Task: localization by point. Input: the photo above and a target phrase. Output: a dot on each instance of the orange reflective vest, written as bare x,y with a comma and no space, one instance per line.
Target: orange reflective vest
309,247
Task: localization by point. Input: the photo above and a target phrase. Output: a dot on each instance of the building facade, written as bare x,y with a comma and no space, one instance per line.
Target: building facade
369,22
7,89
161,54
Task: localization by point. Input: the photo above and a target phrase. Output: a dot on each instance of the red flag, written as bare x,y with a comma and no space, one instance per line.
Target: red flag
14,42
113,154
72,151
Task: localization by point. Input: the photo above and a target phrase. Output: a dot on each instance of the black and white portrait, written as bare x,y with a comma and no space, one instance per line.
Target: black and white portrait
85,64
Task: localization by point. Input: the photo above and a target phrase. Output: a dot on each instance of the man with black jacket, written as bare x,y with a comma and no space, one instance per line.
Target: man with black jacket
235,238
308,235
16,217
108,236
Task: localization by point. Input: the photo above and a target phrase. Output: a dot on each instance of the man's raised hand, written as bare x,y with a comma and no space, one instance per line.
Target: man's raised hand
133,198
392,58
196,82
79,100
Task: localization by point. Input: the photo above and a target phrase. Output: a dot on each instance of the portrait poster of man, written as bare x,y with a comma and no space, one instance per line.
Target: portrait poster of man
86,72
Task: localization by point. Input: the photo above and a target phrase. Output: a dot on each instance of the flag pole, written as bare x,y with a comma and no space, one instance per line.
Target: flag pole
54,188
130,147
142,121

# Exercise description
Repeat the entries above verbatim.

# Worked solution
Task: localization by point. Input: the photo above and a target phrase. Output: a dot on each instance of the orange reflective vest, written as bare x,y with a comma and no space, one instance per line.
Target: orange reflective vest
309,247
Task: localization by point. Input: the photo above and a target phrase. Output: a dot on each instance of the building facade, written as bare x,y with a comma and no space, one instance per line.
Target: building facade
369,22
7,89
161,54
Task: localization by point. Input: the photo above and a target phrase. Output: a dot on each instance of the red flag, written as bare x,y with a comma and no space, one instance per line.
Target: red flag
14,42
113,154
72,151
Task: localization by point. Input: the photo above and a target phrase. Output: a dot on each instance of the black and white portrait, written as bare x,y with a comma and no space, one instance per line.
Target: black and white portrait
85,64
Task: localization by point. Input: the photo above and a target phrase. Output: a dot on each instance of the man with black jacket, written as bare x,y with a comma and no space, one instance per line.
Target: man with black jacket
235,238
308,235
16,217
108,236
Task: localization by point. Input: the photo above and a target phrase. Output: a dot on each instance of the man's raised hand, written as bare x,y with a comma and no space, one instance per line.
Target: man's raised hand
133,198
392,58
196,82
79,100
Task: localization by point. Input: the photo above and a target phrase. Output: a dot on each instance of the portrait poster of man, written as bare x,y with a comma and no space, one instance per line.
Target: portrait poster of man
86,72
Task: localization by point. Input: the photo above and a target phrase. Output: a dot on each instance of the flag pole, written as bare x,y with a comma and no space, one instance per line.
Target: flag pole
54,188
130,147
142,121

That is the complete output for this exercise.